**What is being asked:** Images do not belong in the copy. Set down all the entries exactly.

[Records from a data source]
──────────

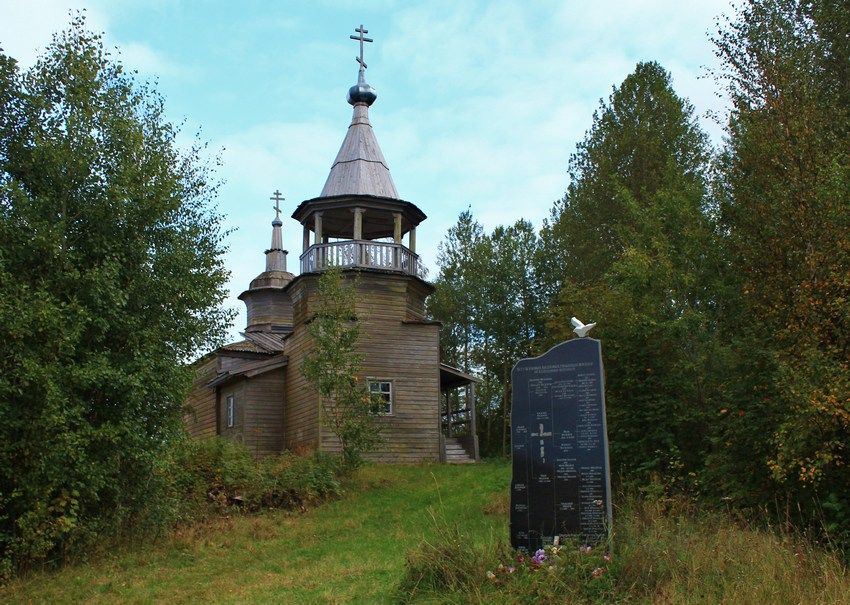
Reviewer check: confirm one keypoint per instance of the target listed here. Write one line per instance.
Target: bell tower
(359, 220)
(360, 223)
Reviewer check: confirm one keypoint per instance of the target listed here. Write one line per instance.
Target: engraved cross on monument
(360, 30)
(561, 477)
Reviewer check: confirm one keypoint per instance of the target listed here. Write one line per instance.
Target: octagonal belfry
(255, 390)
(359, 220)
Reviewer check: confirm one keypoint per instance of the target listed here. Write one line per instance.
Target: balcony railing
(362, 253)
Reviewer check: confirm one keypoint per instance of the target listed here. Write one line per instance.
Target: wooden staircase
(455, 452)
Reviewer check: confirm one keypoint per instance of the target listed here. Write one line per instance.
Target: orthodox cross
(361, 39)
(541, 434)
(278, 198)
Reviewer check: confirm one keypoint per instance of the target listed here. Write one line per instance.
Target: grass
(350, 550)
(428, 534)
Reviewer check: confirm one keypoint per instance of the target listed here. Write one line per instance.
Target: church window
(231, 411)
(382, 390)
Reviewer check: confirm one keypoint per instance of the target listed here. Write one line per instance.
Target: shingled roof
(360, 167)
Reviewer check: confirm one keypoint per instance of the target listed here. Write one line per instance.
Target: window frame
(391, 393)
(230, 411)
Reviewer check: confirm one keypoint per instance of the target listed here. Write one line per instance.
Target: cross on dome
(361, 30)
(278, 198)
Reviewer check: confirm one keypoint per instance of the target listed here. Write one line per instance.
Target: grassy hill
(443, 518)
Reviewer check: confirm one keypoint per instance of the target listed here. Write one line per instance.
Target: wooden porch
(458, 427)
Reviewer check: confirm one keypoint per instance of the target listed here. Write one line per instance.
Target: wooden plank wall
(238, 389)
(408, 356)
(269, 306)
(199, 412)
(301, 415)
(264, 413)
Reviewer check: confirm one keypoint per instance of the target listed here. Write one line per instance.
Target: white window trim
(371, 380)
(230, 411)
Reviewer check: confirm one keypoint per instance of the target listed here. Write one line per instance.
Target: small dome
(361, 92)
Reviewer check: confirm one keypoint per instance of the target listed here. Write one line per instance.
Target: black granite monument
(561, 477)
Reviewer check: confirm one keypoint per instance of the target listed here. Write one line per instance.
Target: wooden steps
(455, 453)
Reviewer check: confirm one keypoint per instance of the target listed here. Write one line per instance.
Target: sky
(480, 104)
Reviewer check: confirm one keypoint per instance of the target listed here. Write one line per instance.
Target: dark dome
(361, 93)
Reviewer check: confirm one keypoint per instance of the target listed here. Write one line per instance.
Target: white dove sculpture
(581, 329)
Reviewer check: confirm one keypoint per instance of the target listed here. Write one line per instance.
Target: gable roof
(249, 369)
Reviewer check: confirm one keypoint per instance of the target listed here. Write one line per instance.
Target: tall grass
(662, 552)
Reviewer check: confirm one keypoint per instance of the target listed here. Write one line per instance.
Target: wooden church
(254, 391)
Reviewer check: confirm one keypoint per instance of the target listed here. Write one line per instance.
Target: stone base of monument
(559, 442)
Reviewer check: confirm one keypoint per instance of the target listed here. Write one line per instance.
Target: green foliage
(639, 256)
(663, 551)
(110, 279)
(784, 192)
(487, 299)
(333, 367)
(215, 476)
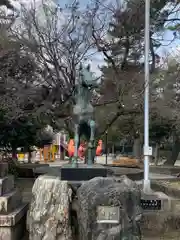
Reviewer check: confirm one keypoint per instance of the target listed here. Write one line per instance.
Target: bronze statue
(83, 112)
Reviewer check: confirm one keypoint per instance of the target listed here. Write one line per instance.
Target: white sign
(108, 214)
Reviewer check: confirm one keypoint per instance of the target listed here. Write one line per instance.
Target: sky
(168, 46)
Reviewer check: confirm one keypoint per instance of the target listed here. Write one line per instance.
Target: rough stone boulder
(48, 217)
(123, 194)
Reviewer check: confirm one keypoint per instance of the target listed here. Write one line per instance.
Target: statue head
(87, 77)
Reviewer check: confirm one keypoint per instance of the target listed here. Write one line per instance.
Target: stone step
(6, 184)
(13, 225)
(3, 169)
(10, 201)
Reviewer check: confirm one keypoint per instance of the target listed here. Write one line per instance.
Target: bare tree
(59, 39)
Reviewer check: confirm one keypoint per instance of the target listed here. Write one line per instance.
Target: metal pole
(106, 146)
(147, 154)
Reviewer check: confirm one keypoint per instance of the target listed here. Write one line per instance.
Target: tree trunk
(174, 153)
(137, 148)
(156, 154)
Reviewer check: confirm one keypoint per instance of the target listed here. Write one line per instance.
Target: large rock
(48, 216)
(123, 194)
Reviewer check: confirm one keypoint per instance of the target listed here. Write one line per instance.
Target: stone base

──────────

**Answer section:**
Reviewer check: confirm one keypoint per instance of the target listed here. Write one line per instance.
Target: bell tower
(359, 220)
(360, 223)
Reviewer check: confirm one keypoint per instance of the target listed here. Write one line per instance.
Target: engraved cross on monument
(360, 30)
(561, 477)
Reviewer check: confirm one keypoint per instance of the target listed here. Write one line per instance.
Target: octagonal belfry
(255, 390)
(359, 220)
Reviewer check: confirm one keypoint per instance of the target listed here. Write one line per instance.
Target: balcony railing
(362, 253)
Reviewer check: confirm one keypoint per instance of the target listed here. Write one line per instance.
Target: wooden staircase
(455, 452)
Reviewer check: confirm one keypoint per instance of the target listed here. Write one line per instance.
Target: orthodox cross
(361, 39)
(541, 434)
(278, 198)
Reviewer check: confirm one keypoint per instance of the target listed here. Write one line per instance.
Target: grass
(350, 550)
(428, 534)
Reviewer check: confirm one keypoint per instance of the target listed here. Write one line per instance.
Target: church window
(231, 411)
(382, 390)
Reviewer check: confirm one keypoint per instance of the target listed here. Write one line per instance.
Target: shingled roof
(360, 167)
Reviewer check: confirm one keypoint per instance of the target listed here. Write one line per instance.
Target: window frame
(391, 393)
(230, 411)
Reviewer check: confirm one keypoint per instance of the target listed here. Write one line per instance.
Target: cross on dome
(361, 30)
(278, 198)
Reviewer check: confirm one keypoint per instance of the target listed here. Write one line per instance.
Target: grassy hill
(443, 518)
Reviewer check: confirm one keypoint per instance of the target listed here. Write one line per instance.
Target: wooden porch
(458, 427)
Reviewer check: confirm one keypoint per instance of the target listed here. Write one line per instance.
Target: wooden plank wall
(238, 389)
(408, 356)
(269, 306)
(199, 412)
(301, 415)
(264, 413)
Reviewer check: confirm one keypoint per instance of the target listed here. Write one line per instance.
Target: white window trim
(371, 380)
(230, 411)
Reviewer check: confirm one keypoint per instance of the target listed here. Write one line per instance.
Target: small dome
(361, 92)
Reviewer check: confirm one keypoint per instance of the target listed here. Write one line per instance.
Target: black granite monument
(561, 477)
Reviewer check: confirm one keypoint per instance of the target listed here. Write one line per instance.
Target: wooden steps
(455, 453)
Reviewer check: confirm one keypoint per instance of the target listed here. Write one line per instance.
Target: sky
(480, 104)
Reviewer check: confirm one keypoint per instance of the target listed here. Write one line per instance.
Target: dark dome
(361, 93)
Reviewer check: confirm one keypoint per instance of the target listed here. Write one line per instance.
Target: white dove sculpture
(581, 329)
Reviewer check: confirm one keypoint per instance of the target listed here. Write one line per instance.
Target: gable roof
(249, 369)
Reviewer check: confirm one keypoint per instance of the target listed here. Write one line per instance.
Target: tall grass
(662, 552)
Reviewer check: confirm one keypoint per instance of the target listed here. Write one line per instance.
Target: wooden church
(254, 391)
Reviewer check: confirm one keypoint per instance of the target listed here. Write one line per instance.
Target: stone base of monument
(559, 442)
Reviewer check: confirm one keypoint per instance of the target listed here. Write one line per instance.
Target: green foliage
(639, 256)
(663, 551)
(110, 279)
(784, 192)
(487, 299)
(333, 367)
(215, 476)
Reviewer check: confirm one keypoint per instance of the target listed here. Write one line per instance.
Target: bronze statue
(83, 112)
Reviewer check: confirm one keypoint per instance of the target listed here. Write one line per instance.
Target: white sign
(108, 214)
Reviewer check: confirm one keypoint per instance of the target listed here. Write one line per instance.
Target: sky
(168, 46)
Reviewer check: confirm one keypoint per instance of the target listed here. Write one line per instance.
Target: rough stone boulder
(48, 217)
(123, 194)
Reviewer check: confirm one keypoint per instance of the target listed here. Write one line per instance.
Target: statue head
(87, 77)
Reviewer check: confirm one keypoint per instance of the target listed here. Write one line per instance.
Target: stone step
(6, 184)
(13, 225)
(3, 169)
(10, 201)
Reviewer check: confirm one keypoint per instance of the target listed here. Write one line per instance.
Target: bare tree
(59, 39)
Reviewer check: confirm one keypoint per instance of the target listed here. Write one line per instance.
Target: metal pole
(106, 146)
(147, 154)
Reviewer check: confirm one keypoint per instance of the target listed here. Write one line per instance.
Target: tree trunk
(174, 153)
(137, 148)
(156, 154)
Reviewer check: confirm one keypoint per instance of the target listed here. Write one line per instance.
Target: large rock
(48, 216)
(123, 194)
Reviewer check: confirm one keypoint per instance of the target listed here. Write one line per instance.
Target: stone base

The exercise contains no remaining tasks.